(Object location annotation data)
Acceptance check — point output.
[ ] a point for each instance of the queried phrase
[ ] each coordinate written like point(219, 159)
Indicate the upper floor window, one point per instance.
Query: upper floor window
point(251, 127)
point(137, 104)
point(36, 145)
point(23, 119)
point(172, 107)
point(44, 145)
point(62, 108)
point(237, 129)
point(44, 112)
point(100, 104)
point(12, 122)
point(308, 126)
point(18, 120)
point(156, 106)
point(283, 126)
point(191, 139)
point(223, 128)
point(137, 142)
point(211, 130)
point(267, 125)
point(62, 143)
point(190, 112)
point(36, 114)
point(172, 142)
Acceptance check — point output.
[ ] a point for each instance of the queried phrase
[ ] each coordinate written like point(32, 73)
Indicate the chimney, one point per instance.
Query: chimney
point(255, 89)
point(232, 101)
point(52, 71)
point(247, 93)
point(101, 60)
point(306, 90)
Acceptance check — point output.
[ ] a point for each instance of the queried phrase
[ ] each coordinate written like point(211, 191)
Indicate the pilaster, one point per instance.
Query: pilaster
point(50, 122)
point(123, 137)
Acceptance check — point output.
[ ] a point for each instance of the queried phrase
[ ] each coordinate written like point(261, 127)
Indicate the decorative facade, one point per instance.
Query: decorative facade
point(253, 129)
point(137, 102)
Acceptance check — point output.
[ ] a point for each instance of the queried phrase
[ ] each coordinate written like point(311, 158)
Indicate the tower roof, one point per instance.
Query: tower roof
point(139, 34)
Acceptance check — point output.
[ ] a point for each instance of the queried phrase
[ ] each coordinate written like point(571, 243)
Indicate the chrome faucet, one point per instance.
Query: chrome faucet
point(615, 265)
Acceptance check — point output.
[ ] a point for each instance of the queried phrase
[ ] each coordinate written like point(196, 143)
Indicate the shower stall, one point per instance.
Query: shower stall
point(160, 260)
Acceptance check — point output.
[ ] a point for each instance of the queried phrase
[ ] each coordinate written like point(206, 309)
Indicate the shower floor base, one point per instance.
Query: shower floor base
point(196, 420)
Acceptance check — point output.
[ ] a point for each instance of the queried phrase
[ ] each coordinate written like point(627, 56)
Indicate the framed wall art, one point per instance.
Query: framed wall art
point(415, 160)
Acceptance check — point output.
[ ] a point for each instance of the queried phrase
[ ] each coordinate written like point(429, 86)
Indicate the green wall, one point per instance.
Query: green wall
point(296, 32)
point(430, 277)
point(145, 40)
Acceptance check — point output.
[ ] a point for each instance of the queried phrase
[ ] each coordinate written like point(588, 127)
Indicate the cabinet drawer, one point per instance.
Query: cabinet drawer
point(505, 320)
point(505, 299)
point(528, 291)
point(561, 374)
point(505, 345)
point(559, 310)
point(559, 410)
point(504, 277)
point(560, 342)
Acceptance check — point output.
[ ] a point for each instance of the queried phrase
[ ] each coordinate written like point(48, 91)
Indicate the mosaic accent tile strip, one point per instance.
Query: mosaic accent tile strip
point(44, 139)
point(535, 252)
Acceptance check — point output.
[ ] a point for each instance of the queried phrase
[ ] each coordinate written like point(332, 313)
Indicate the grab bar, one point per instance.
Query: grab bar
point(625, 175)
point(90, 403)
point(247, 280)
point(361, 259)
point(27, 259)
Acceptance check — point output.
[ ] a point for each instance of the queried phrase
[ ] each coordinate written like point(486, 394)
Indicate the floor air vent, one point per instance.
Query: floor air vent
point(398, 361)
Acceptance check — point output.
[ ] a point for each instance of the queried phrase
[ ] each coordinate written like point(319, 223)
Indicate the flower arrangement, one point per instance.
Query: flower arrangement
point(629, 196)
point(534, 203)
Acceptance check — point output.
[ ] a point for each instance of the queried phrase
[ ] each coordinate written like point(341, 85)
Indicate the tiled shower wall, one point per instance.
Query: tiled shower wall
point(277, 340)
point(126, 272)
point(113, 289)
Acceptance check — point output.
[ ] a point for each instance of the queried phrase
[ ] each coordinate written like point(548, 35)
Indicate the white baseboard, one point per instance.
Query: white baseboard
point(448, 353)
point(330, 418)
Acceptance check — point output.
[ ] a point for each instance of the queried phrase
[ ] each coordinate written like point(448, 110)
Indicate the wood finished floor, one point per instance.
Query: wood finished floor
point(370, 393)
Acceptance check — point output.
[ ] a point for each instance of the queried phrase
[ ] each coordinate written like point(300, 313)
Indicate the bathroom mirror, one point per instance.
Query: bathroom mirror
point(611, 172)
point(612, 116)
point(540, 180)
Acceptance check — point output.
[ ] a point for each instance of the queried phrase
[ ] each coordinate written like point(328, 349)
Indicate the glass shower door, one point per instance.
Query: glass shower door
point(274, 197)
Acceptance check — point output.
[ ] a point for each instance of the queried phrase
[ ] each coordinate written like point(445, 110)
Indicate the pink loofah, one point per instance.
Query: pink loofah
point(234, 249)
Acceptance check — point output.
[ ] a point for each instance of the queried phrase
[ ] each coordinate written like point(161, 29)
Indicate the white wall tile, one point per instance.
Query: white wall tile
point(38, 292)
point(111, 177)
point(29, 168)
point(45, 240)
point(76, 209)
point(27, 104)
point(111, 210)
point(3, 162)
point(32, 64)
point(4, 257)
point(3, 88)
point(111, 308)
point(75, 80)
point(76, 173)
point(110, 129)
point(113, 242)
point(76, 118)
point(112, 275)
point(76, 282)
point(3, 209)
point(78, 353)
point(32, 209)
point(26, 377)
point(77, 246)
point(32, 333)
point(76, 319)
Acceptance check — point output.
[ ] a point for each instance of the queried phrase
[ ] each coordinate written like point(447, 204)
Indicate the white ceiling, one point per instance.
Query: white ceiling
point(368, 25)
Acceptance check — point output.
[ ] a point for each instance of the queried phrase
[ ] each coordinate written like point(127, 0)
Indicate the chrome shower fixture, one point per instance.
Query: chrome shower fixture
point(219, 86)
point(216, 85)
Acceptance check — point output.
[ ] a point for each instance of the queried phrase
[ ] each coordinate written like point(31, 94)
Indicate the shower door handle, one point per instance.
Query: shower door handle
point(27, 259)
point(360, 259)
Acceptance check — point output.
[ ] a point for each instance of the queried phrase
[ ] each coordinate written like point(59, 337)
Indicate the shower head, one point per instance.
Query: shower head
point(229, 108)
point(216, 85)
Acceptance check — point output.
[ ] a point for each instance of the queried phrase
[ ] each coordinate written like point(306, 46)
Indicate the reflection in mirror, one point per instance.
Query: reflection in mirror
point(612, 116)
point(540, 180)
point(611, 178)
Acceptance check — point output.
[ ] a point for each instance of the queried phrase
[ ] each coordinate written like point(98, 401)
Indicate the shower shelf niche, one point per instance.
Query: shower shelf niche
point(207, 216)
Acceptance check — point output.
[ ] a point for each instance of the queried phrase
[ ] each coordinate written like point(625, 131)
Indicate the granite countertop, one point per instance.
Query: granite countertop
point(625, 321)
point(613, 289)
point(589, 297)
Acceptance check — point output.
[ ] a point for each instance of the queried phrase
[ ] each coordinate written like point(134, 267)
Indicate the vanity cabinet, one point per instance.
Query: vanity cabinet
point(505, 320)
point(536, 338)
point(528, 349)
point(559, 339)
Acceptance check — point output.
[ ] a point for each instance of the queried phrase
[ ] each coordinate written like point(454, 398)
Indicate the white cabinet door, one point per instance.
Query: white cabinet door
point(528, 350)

Problem statement. Pick out every line of the records above that contains the word "reflection" and copy each one in full. Case counts.

Completed exercise.
Indicate the reflection in mirror, one point per instance.
Query: reflection in mirror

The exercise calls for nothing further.